Problem statement: Copy all lines containing the string "striped" from the records below.

━━━━━━━━━━━━━━━━━━━━

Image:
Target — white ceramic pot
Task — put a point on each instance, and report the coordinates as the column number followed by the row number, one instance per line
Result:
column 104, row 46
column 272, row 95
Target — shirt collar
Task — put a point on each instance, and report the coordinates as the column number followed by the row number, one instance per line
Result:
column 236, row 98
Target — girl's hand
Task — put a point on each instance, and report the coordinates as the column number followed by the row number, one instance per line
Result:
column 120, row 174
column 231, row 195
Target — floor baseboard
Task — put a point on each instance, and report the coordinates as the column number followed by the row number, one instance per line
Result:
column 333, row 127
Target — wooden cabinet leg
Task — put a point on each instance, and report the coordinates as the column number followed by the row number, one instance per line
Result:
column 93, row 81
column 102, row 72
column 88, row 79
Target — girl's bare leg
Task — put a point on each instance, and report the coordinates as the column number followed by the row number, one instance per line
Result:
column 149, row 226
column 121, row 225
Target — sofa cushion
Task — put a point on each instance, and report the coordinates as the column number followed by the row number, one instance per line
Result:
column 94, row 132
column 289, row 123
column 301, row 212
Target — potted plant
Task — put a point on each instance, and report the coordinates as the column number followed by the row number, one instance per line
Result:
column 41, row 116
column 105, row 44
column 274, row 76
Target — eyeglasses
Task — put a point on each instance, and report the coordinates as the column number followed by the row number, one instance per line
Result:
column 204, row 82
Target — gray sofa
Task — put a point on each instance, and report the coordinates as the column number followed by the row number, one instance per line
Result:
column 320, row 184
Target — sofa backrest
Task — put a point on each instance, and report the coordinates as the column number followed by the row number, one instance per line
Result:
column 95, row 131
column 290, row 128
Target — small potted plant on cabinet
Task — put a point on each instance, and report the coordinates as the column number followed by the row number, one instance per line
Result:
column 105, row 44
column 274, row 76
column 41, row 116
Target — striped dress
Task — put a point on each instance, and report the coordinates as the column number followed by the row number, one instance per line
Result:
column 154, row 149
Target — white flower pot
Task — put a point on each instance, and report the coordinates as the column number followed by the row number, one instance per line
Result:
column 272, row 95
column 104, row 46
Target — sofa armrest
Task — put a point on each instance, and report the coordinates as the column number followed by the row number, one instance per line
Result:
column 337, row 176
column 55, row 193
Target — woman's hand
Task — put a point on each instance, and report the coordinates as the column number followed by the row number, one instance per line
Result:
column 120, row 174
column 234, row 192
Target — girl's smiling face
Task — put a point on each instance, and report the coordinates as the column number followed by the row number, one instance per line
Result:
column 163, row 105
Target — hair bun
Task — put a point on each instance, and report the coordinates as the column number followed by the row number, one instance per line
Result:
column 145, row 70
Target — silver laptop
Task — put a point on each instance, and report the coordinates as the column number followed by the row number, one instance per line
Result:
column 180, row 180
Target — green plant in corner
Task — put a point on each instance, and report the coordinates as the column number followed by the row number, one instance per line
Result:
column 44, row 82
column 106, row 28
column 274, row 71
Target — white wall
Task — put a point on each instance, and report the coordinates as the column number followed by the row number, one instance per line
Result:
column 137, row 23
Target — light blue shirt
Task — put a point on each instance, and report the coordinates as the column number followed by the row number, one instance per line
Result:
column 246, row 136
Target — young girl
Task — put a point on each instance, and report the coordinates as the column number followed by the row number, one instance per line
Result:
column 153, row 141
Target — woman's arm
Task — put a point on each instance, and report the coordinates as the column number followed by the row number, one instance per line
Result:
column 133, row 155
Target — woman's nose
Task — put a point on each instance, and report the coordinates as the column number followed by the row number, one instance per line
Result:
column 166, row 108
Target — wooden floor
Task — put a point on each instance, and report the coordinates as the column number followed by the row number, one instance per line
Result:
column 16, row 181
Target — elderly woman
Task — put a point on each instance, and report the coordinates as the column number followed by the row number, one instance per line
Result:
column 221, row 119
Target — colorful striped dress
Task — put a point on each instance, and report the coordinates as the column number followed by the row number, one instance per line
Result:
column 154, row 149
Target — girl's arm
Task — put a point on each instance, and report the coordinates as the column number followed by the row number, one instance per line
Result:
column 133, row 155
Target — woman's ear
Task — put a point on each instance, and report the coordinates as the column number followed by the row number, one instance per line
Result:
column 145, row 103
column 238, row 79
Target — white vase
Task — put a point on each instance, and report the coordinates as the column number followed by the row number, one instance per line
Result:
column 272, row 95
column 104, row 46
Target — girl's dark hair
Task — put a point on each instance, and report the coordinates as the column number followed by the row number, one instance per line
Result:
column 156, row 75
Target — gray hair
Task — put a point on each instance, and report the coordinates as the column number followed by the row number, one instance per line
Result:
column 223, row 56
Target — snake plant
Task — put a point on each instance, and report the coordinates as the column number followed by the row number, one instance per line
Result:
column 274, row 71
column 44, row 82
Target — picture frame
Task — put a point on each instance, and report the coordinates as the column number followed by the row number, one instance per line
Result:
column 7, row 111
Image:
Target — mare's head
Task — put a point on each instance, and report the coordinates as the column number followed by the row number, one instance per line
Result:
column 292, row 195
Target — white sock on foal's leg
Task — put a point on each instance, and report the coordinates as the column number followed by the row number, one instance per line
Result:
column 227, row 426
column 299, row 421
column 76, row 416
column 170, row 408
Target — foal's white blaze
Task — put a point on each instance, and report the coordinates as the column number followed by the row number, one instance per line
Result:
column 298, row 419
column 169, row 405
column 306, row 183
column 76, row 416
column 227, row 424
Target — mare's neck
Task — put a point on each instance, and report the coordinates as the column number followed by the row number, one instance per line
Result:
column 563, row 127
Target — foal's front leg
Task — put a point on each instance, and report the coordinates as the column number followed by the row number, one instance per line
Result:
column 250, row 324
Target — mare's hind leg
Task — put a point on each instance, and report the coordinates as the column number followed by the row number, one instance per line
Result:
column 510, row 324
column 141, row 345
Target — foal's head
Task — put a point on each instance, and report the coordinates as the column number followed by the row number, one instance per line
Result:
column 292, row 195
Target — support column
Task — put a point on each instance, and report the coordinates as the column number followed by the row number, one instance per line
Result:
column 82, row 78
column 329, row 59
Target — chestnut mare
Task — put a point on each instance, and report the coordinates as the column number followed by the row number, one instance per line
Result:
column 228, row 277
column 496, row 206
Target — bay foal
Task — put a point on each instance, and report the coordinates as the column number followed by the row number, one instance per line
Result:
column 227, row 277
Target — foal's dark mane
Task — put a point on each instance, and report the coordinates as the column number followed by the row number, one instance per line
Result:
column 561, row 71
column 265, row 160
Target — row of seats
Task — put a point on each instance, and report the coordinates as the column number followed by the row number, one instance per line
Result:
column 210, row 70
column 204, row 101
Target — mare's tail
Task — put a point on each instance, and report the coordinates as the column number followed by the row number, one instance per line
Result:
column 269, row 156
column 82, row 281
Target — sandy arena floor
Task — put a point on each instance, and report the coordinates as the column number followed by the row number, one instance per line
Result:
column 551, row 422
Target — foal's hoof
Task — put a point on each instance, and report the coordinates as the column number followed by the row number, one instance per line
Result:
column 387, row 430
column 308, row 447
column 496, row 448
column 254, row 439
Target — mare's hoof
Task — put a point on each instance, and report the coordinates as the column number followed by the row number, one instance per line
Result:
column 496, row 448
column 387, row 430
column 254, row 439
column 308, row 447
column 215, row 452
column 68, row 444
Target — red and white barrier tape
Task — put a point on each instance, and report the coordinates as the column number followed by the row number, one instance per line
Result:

━━━━━━━━━━━━━━━━━━━━

Written solution:
Target — striped dress
Target — colorful striped dress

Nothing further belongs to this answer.